--- start of EXTRACT ---

You might think that now you’ve used FixMyTransport to contact a transport operator, your work is done. Well, perhaps it is – sometimes, all you have to do is ask. But, more than likely, your issue could do with a little help.
Here’s what to do next, if you want to make FixMyTransport really work for you.
FixMyTransport allows other people to discuss or join your campaign – and you need to attract as many as you can. Campaigns with lots of supporters are taken more seriously by everyone, including the operator.
Keep the conversation going. Every time you receive a comment or a supporter, your page goes back to the top of the recent issues list – one of our most-read pages. So don’t just create your page and forget about it. It’s worth replying to others, adding updates, and drumming up support, perhaps over a period of several days.
Work that social media
There are buttons at the top of your campaign that allow you to broadcast your issue via Twitter, Facebook or email. You don’t have to bore the pants off your pals, but it’s worth tweeting a few times, maybe at different times in the day.
Twitter is also great for targeting those who will be interested in your specific problem. Why not tweet your campaign URL to a local blog, newspaper, or even a celebrity, if you think they’d be interested? Or use a hashtag (#) for the location of your problem. Many cities and towns have a Twitter account that automatically retweets mentions.
Take it into the real world
Not a big fan of social media? You can just as easily pass on the URL of your campaign page by word of mouth. Use a link-shortener like TinyURL, that lets you include a relevant a word or phrase in the new URL, and then it’ll be more memorable.
Put messages where they will be seen – how about a post office window just by the bus stop?
Or talk to your fellow passengers – they are the ones who are most affected by your issue, so they will care the most. Hand out that link and make sure they understand how to join a campaign (“Click on the big green button” should do the trick).
Don’t take no for an answer
Some operators just don’t send a reply. Or you might receive a response, but it doesn’t fix your problem. If you believe your issue is worth pursuing, don’t give up.
Now is the time to use FixMyTransport’s ‘ask an expert‘ button (as in the screenshot, above). Your message goes straight to the inboxes of the FixMyTransport volunteers, known as ‘Anoraks’. We have a long list of contacts, and several of us have experience in the transport sector, too.
Our Anoraks are on hand to help you, but you can also take action yourself. There are plenty of next steps you can take – each will be suitable for a different type of issue.
You might write to an independent watchdog, like Passenger Focus or Bus Users UK.
It’s always worth involving your local councillor – they have a duty to ensure that public transport is working for their constituents.
If your story has enough human interest, the local press might want to run a story.
See if there’s a pressure group with the same interests as you. The best fit might be a local cycling group, or an accessibility charity, or a commuter group… there are organisations for almost every issue.

--- end of EXTRACT ---

● **TASK TO COMPLETE**: According to the FixMyTransport guide above, what are the site's volunteers known as?

--- start of RAW RECORDS ---

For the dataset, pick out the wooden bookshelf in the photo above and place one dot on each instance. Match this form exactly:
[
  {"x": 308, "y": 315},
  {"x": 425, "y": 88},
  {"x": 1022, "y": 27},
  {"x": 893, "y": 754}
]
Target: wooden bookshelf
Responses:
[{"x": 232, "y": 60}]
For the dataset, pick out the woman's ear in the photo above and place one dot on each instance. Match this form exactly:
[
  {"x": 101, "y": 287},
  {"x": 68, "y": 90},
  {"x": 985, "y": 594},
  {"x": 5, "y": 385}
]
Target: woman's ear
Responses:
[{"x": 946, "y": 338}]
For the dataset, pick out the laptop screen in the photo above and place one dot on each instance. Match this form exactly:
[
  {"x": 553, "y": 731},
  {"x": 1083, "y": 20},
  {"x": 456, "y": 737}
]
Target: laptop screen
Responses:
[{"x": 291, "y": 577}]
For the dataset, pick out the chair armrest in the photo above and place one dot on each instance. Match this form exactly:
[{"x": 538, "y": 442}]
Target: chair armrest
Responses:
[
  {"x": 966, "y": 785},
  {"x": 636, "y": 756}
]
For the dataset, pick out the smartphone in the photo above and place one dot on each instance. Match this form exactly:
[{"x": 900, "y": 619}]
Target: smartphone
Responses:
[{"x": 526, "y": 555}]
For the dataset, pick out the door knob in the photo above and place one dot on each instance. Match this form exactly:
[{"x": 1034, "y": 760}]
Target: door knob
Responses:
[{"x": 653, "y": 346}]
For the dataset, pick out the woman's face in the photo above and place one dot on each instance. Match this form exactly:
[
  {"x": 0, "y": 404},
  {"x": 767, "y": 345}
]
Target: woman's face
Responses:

--- end of RAW RECORDS ---
--- start of RAW RECORDS ---

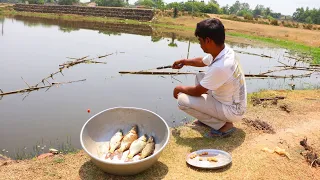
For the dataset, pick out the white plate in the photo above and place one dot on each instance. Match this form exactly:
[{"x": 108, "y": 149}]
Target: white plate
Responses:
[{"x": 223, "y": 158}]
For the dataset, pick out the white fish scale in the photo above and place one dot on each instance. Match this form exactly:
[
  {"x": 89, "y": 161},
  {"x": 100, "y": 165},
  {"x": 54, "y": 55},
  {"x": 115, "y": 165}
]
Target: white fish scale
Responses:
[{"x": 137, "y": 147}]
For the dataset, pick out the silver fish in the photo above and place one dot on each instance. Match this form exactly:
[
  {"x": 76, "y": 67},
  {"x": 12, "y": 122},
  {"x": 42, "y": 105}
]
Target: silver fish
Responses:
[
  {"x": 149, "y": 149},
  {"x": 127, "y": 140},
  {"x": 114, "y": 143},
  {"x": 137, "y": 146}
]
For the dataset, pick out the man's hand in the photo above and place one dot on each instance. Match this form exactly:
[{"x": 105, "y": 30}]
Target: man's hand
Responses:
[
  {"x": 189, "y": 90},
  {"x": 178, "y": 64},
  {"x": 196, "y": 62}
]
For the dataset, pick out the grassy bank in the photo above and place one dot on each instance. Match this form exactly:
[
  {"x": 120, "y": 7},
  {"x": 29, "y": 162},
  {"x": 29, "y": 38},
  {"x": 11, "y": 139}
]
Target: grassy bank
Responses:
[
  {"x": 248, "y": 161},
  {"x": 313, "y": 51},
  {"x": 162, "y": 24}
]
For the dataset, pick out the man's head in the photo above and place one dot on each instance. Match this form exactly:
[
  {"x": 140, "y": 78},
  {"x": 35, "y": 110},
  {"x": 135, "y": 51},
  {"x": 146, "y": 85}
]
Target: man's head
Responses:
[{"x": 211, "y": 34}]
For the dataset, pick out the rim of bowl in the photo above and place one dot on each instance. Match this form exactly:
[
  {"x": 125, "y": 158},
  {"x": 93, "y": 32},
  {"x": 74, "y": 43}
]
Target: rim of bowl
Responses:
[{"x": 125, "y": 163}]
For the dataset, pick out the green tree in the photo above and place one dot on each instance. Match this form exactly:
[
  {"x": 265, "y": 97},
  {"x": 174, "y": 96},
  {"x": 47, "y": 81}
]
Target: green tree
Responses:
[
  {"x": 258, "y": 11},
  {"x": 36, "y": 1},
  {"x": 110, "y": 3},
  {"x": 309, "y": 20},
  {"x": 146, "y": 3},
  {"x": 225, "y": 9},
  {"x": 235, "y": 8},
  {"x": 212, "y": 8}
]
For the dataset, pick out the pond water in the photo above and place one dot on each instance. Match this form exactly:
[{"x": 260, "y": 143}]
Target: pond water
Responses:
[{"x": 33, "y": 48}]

--- end of RAW RECORDS ---
--- start of RAW RECORDS ---

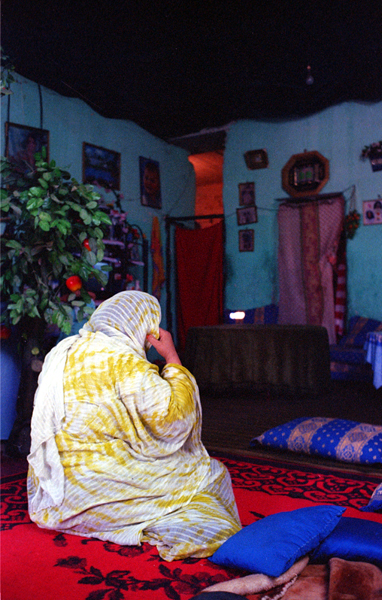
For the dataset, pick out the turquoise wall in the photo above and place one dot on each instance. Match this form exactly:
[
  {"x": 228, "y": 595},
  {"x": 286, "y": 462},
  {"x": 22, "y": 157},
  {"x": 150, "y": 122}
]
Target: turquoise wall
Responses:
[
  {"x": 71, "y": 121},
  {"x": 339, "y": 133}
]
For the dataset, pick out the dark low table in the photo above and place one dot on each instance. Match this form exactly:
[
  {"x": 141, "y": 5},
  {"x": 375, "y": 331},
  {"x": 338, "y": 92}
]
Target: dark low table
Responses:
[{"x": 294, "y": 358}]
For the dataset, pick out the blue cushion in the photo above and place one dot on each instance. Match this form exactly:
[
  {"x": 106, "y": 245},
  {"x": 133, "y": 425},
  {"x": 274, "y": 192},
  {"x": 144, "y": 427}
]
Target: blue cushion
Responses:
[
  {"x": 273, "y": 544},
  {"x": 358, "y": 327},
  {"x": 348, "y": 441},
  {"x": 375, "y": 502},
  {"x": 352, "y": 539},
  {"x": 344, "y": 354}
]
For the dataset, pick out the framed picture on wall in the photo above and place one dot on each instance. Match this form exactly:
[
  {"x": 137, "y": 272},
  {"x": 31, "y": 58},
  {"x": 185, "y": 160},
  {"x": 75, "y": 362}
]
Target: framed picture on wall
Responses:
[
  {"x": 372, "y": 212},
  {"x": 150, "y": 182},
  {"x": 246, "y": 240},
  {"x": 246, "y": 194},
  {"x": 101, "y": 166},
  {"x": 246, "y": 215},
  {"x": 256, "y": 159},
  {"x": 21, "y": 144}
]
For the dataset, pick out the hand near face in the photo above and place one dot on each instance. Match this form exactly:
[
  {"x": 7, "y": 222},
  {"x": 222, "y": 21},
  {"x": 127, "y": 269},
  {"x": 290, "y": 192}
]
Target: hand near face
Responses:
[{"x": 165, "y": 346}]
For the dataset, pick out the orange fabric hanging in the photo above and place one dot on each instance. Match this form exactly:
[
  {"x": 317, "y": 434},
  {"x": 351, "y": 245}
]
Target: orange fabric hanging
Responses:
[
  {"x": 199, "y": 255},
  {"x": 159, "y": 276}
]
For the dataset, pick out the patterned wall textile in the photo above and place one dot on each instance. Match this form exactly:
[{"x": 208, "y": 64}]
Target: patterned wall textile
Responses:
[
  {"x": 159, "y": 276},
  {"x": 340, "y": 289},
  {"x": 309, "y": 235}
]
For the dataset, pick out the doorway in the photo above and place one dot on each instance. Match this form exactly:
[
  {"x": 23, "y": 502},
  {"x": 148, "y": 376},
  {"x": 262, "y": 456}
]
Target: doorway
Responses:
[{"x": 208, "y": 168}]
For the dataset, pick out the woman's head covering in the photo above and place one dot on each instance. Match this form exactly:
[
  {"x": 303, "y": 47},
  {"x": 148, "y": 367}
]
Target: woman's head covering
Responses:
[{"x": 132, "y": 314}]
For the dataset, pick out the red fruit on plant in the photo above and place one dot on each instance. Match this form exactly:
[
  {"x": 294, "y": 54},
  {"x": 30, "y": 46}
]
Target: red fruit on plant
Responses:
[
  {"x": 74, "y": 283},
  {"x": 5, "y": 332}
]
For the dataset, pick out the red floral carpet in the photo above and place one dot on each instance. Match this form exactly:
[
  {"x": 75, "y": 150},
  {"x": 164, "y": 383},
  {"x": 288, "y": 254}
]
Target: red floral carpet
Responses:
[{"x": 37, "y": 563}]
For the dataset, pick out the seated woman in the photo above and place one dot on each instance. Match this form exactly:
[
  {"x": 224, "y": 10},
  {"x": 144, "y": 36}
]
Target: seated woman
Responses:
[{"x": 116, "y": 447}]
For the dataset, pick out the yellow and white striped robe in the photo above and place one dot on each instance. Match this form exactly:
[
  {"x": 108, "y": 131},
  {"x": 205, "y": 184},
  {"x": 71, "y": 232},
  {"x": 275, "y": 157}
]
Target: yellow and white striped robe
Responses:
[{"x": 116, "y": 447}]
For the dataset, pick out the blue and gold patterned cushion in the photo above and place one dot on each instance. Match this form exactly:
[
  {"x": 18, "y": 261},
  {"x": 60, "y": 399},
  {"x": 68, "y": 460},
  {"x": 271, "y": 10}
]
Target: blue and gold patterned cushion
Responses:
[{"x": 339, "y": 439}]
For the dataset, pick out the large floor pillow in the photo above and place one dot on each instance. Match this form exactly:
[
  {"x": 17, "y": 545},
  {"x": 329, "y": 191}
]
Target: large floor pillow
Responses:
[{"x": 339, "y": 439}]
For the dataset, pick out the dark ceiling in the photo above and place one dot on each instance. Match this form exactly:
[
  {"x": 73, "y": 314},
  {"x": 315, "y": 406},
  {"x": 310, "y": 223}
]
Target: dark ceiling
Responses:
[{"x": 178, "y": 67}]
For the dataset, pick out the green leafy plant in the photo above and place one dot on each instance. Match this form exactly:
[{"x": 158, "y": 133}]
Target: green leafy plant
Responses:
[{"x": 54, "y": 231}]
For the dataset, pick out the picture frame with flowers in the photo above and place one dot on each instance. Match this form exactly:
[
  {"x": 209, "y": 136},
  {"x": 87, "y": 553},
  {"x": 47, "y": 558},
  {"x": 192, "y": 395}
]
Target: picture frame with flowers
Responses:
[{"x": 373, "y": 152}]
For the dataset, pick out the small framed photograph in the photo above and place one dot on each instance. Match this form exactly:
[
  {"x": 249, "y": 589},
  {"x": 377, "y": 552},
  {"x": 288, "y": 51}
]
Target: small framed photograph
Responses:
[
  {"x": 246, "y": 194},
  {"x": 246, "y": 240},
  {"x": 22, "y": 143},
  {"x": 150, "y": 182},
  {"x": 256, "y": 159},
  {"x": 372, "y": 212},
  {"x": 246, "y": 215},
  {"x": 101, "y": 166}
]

--- end of RAW RECORDS ---

● **SOLUTION TO THE EXERCISE**: They are known as "Anoraks."